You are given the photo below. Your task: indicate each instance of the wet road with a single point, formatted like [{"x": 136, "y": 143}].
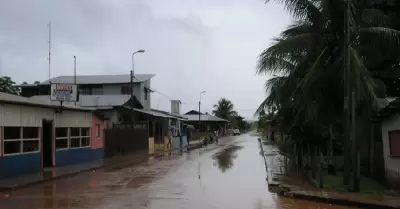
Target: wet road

◇ ◇ ◇ ◇ ◇

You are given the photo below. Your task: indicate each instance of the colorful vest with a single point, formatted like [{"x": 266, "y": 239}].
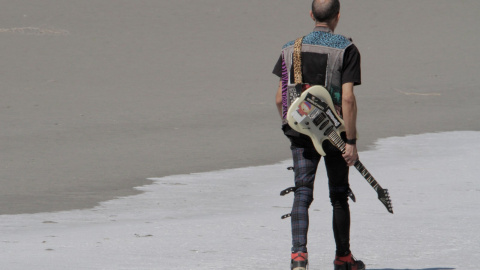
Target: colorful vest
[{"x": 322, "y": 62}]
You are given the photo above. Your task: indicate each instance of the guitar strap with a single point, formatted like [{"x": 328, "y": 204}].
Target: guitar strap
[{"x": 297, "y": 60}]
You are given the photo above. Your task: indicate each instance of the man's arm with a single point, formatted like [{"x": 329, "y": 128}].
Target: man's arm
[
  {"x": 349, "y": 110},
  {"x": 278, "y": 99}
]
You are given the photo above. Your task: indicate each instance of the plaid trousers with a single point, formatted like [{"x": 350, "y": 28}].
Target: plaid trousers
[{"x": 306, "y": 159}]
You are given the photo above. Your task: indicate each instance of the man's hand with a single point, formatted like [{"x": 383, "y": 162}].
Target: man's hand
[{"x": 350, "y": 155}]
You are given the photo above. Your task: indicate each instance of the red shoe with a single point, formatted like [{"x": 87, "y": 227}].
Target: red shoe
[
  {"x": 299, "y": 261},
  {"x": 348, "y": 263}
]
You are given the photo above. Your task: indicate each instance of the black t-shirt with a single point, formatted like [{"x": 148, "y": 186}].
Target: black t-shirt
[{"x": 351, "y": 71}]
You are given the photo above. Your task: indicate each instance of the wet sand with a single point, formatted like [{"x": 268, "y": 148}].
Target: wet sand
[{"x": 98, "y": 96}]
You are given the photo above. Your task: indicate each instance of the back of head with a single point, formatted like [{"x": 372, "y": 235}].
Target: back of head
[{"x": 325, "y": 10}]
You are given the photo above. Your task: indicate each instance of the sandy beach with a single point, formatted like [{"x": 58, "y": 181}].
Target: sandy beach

◇ ◇ ◇ ◇ ◇

TASK BRIEF = How many of the lines above contain the string "guitar"? Reply with the number alone.

ANSWER TO THIS TASK = 2